PROBLEM TO SOLVE:
Transcribe every entry below line for line, keeping each character unchanged.

INPUT RECORDS:
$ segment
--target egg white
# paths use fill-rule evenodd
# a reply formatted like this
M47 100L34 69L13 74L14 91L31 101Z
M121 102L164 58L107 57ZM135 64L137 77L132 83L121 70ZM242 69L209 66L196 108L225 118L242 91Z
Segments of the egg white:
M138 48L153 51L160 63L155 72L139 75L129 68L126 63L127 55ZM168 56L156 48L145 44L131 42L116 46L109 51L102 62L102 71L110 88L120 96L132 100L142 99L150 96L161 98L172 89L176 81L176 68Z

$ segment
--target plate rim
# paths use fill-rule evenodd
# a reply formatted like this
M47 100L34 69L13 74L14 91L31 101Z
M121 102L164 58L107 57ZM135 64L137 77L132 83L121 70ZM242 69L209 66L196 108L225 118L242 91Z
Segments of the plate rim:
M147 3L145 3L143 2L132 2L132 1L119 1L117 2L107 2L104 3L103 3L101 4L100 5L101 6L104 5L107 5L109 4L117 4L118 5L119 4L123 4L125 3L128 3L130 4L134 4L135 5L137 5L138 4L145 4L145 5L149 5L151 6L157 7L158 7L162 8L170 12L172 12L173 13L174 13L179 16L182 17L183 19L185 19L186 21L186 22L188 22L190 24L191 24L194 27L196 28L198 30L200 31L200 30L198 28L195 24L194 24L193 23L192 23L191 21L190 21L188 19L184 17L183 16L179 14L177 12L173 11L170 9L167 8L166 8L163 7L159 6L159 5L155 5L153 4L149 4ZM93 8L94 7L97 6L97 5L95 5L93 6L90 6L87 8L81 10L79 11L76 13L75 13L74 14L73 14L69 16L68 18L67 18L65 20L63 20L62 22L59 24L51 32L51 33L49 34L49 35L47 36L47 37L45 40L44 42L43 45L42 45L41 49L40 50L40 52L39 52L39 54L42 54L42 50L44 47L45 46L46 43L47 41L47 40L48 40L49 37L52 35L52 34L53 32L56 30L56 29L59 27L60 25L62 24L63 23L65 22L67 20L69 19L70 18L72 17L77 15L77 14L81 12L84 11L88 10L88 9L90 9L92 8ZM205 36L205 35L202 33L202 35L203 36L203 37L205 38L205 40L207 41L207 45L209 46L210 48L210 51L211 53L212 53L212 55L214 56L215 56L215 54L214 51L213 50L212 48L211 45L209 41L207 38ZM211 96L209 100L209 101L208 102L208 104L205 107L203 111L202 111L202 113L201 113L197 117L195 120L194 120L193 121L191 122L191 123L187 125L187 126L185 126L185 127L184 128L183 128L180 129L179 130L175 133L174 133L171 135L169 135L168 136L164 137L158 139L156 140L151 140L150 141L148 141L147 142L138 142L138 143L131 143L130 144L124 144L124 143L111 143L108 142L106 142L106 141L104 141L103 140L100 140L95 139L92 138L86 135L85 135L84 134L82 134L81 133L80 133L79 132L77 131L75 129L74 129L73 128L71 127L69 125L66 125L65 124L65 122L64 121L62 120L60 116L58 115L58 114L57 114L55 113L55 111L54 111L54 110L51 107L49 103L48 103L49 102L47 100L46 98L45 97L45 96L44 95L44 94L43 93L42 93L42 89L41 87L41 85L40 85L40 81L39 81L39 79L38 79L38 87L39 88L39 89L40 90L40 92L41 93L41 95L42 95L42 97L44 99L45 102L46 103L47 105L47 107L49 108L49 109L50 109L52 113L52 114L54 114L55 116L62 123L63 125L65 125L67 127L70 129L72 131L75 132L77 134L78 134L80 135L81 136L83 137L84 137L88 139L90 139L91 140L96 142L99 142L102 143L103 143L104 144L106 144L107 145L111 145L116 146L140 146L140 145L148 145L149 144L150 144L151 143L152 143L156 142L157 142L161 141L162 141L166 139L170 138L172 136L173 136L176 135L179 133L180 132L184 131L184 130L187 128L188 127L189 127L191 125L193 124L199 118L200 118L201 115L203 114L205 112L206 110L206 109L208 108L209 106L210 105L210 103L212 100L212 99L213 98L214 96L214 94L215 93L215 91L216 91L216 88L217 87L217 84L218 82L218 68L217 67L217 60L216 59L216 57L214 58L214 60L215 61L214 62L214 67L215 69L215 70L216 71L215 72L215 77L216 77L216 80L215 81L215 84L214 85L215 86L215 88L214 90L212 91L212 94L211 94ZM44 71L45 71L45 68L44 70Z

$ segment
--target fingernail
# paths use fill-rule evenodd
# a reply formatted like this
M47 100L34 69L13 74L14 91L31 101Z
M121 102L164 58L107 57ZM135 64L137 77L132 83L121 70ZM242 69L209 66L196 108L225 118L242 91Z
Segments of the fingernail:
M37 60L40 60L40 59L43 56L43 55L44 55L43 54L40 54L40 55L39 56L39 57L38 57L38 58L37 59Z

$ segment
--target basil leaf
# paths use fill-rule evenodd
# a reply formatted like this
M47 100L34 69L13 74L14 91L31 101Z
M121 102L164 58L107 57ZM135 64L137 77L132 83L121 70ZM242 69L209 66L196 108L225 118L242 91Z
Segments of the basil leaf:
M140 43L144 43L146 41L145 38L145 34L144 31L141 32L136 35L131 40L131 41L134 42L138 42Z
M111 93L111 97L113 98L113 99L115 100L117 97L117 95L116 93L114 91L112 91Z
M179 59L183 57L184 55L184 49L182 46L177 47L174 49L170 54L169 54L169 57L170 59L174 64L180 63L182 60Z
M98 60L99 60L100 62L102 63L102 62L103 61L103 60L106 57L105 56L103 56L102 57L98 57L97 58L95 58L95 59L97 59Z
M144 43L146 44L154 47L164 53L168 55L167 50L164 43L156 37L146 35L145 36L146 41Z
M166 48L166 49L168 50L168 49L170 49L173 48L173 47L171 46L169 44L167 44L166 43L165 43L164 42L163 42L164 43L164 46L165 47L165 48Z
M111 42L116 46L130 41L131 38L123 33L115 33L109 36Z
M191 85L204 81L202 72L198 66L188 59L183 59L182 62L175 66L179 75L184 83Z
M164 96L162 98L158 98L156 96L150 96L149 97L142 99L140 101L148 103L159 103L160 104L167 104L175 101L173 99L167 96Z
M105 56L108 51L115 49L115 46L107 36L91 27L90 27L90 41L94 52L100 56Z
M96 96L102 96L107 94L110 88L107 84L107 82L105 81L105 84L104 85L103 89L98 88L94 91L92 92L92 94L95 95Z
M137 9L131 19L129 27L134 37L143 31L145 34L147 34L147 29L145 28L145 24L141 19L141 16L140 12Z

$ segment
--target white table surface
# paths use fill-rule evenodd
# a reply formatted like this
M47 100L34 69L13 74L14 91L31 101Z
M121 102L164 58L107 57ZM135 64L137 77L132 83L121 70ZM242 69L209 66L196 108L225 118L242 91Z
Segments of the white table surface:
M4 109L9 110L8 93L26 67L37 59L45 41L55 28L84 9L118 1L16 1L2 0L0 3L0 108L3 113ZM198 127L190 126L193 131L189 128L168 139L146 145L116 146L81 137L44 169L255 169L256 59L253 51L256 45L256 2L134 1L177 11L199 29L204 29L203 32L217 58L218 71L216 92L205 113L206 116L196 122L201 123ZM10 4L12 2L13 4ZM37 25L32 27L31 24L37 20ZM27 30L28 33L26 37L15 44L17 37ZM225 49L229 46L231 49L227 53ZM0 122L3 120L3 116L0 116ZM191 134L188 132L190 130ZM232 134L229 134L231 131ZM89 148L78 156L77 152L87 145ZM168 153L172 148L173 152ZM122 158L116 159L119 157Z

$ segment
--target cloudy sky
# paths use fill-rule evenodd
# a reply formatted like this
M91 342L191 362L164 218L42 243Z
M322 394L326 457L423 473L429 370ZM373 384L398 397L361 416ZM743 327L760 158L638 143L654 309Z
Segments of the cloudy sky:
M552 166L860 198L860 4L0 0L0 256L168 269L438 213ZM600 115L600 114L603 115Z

WRITTEN RESPONSE:
$ segment
--target egg white
# paths use fill-rule evenodd
# a reply formatted like this
M47 100L34 69L13 74L14 91L31 101Z
M121 102L164 58L107 57ZM135 64L137 77L132 83L121 70ZM242 69L209 66L196 108L225 118L242 91Z
Segments of the egg white:
M138 48L153 51L160 63L155 72L139 75L129 68L126 63L127 55ZM168 56L156 48L145 44L131 42L116 46L109 51L102 62L102 71L110 88L120 96L132 100L142 99L150 96L161 98L172 89L176 81L176 68Z

$ segment
--target plate rim
# paths use fill-rule evenodd
# a reply formatted like this
M47 100L34 69L13 74L14 91L31 101Z
M121 102L164 58L107 57ZM135 64L137 77L132 83L121 70ZM242 69L209 66L196 108L225 118L242 91Z
Segments of the plate rim:
M147 3L145 3L143 2L132 2L132 1L119 1L117 2L107 2L104 3L103 3L101 4L100 5L101 6L104 5L107 5L109 4L117 4L118 5L119 4L123 4L125 3L128 3L130 4L134 4L135 5L137 5L138 4L145 4L145 5L149 5L151 6L157 7L158 7L162 8L170 12L172 12L173 13L174 13L179 16L182 17L183 19L185 19L186 21L186 22L188 22L190 24L191 24L194 27L196 28L198 30L200 31L200 30L198 28L195 24L194 24L193 23L192 23L191 21L190 21L188 19L184 17L183 16L179 14L177 12L173 11L170 9L167 8L166 8L163 7L159 6L159 5L155 5L153 4L149 4ZM93 8L94 7L97 6L97 5L95 5L93 6L90 6L87 8L81 10L79 11L76 13L75 13L74 14L73 14L69 16L68 18L67 18L65 20L63 20L62 22L59 24L51 32L51 33L49 34L49 35L47 36L47 37L45 40L44 42L43 45L42 45L41 49L40 50L40 52L39 52L39 54L42 54L42 50L44 47L45 46L46 43L47 41L47 40L48 40L49 37L52 35L52 34L53 32L56 30L56 29L59 27L60 25L62 24L63 23L65 22L67 20L69 19L70 18L72 17L77 15L77 14L81 12L84 11L88 10L88 9L90 9L92 8ZM205 36L205 35L202 33L202 35L203 36L203 37L205 38L205 40L207 41L207 45L209 46L210 48L210 51L211 53L212 53L212 55L214 56L215 56L215 54L214 51L213 50L212 48L211 45L209 41L207 38ZM211 96L209 100L209 101L208 102L208 104L205 107L203 111L202 111L202 113L201 113L197 117L195 120L194 120L193 121L191 122L191 123L187 125L187 126L185 126L185 127L184 128L183 128L180 129L179 130L175 133L174 133L171 135L169 135L168 136L164 137L158 139L156 140L151 140L150 141L148 141L147 142L138 142L138 143L131 143L130 144L124 144L124 143L111 143L108 142L106 142L106 141L104 141L103 140L100 140L95 139L92 138L86 135L85 135L84 134L82 134L81 133L80 133L79 132L77 131L75 129L74 129L73 128L71 127L69 125L66 125L65 124L65 122L64 121L62 120L60 116L58 115L58 114L57 114L55 113L55 111L54 111L54 110L51 107L49 103L48 103L49 102L47 100L46 98L45 97L45 96L44 95L44 94L43 93L42 93L42 89L41 87L41 85L40 85L40 81L39 81L39 79L38 79L38 87L39 88L39 89L40 90L40 92L41 93L41 95L42 95L42 97L44 99L45 102L46 103L47 105L47 107L49 108L49 109L50 109L52 113L52 114L54 114L55 116L62 123L63 125L65 125L67 127L70 129L72 131L75 132L77 134L78 134L80 135L81 136L83 137L84 137L88 139L90 139L91 140L96 142L99 142L102 143L103 143L104 144L106 144L107 145L111 145L116 146L140 146L140 145L148 145L149 144L150 144L151 143L152 143L156 142L157 142L161 141L162 141L166 139L170 138L172 136L173 136L176 135L179 133L180 132L184 131L184 130L187 128L188 127L189 127L191 125L193 124L199 118L200 118L201 115L203 114L205 112L206 110L206 109L208 108L209 106L210 105L210 103L212 100L212 99L213 98L214 96L214 94L215 93L215 91L216 91L216 88L217 87L217 84L218 82L218 68L217 67L217 60L216 59L216 57L214 58L214 60L215 61L214 62L214 67L215 69L215 70L216 71L215 72L215 77L216 77L216 80L215 81L215 84L214 85L215 86L215 88L214 90L212 91L212 94L211 94ZM44 71L45 71L45 68L44 70Z

$ segment
--target fingernail
# paths use fill-rule evenodd
# a reply formatted like this
M47 100L34 69L13 74L14 91L31 101Z
M121 102L164 58L107 57ZM135 64L137 77L132 83L121 70ZM242 69L209 66L196 108L225 118L242 91Z
Segments of the fingernail:
M37 60L40 60L40 59L43 56L43 55L44 55L43 54L40 54L40 55L39 56L39 57L38 57L38 58L37 59Z

$ segment
--target basil leaf
# paths use fill-rule evenodd
# a reply formatted like this
M47 100L34 69L13 74L14 91L31 101Z
M121 102L164 58L107 57ZM135 64L137 77L132 83L121 70ZM242 69L209 66L196 108L225 118L242 91Z
Segments of the basil leaf:
M140 43L144 43L146 41L145 38L145 34L144 31L141 32L136 35L131 40L131 41L134 42L138 42Z
M111 93L111 97L113 98L113 99L115 100L117 97L117 95L116 93L114 91L112 91Z
M179 59L183 57L184 55L184 49L182 46L177 47L174 49L170 54L169 54L169 57L170 59L174 64L180 63L182 60Z
M98 60L99 60L100 62L102 63L102 62L103 61L103 60L106 57L105 56L103 56L102 57L98 57L97 58L95 58L95 59L97 59Z
M144 43L146 44L154 47L164 53L168 55L167 50L164 43L156 37L146 35L145 36L146 41Z
M166 48L166 49L168 50L168 49L170 49L173 48L173 47L171 46L169 44L167 44L166 43L165 43L164 42L163 42L164 43L164 46L165 47L165 48Z
M111 42L116 46L130 41L131 38L123 33L115 33L109 36Z
M191 85L204 81L202 72L198 66L188 59L183 59L182 62L175 66L179 75L184 83Z
M164 96L162 98L158 98L156 96L150 96L149 97L142 99L140 101L148 103L159 103L160 104L167 104L175 101L173 99L167 96Z
M105 56L108 51L115 49L115 46L107 36L91 27L90 27L90 41L94 52L100 56Z
M96 96L102 96L107 94L110 88L107 84L107 82L105 81L105 84L104 85L103 89L98 88L94 91L92 92L92 94L95 95Z
M137 9L131 19L129 27L134 37L143 31L145 34L147 34L147 29L145 28L145 24L141 19L141 16L140 12Z

$ segment
--target white table surface
# paths use fill-rule evenodd
# a reply formatted like this
M47 100L34 69L13 74L14 91L31 101Z
M121 102L164 58L107 57ZM135 64L137 77L132 83L121 70ZM242 69L209 66L196 108L225 118L242 91Z
Segments of the white table surface:
M4 109L9 110L8 93L26 67L37 59L45 41L55 28L84 9L118 1L16 1L2 0L0 3L0 108L3 113ZM198 127L190 126L193 131L189 128L168 139L146 145L116 146L81 137L44 169L255 169L256 59L253 51L256 45L256 2L134 1L177 11L199 29L204 29L203 32L217 58L218 71L216 92L205 113L206 116L196 122L201 123ZM10 4L12 2L13 4ZM37 25L32 27L31 24L37 20ZM27 30L28 33L26 37L15 44L17 37ZM225 49L229 46L231 49L227 53ZM0 122L3 120L3 116L0 116ZM191 134L188 132L190 130ZM232 134L229 134L231 131ZM89 148L78 156L77 152L87 145ZM168 153L172 148L173 152ZM122 158L116 159L119 157Z

$ segment
--target cloudy sky
# paths use fill-rule evenodd
# a reply formatted like this
M91 342L191 362L164 218L42 243Z
M322 394L326 457L423 473L429 370ZM373 384L398 397L361 416ZM743 327L760 158L638 143L654 309Z
Segments of the cloudy sky:
M552 166L860 198L860 4L0 0L0 256L168 269L438 213ZM600 115L600 114L603 115Z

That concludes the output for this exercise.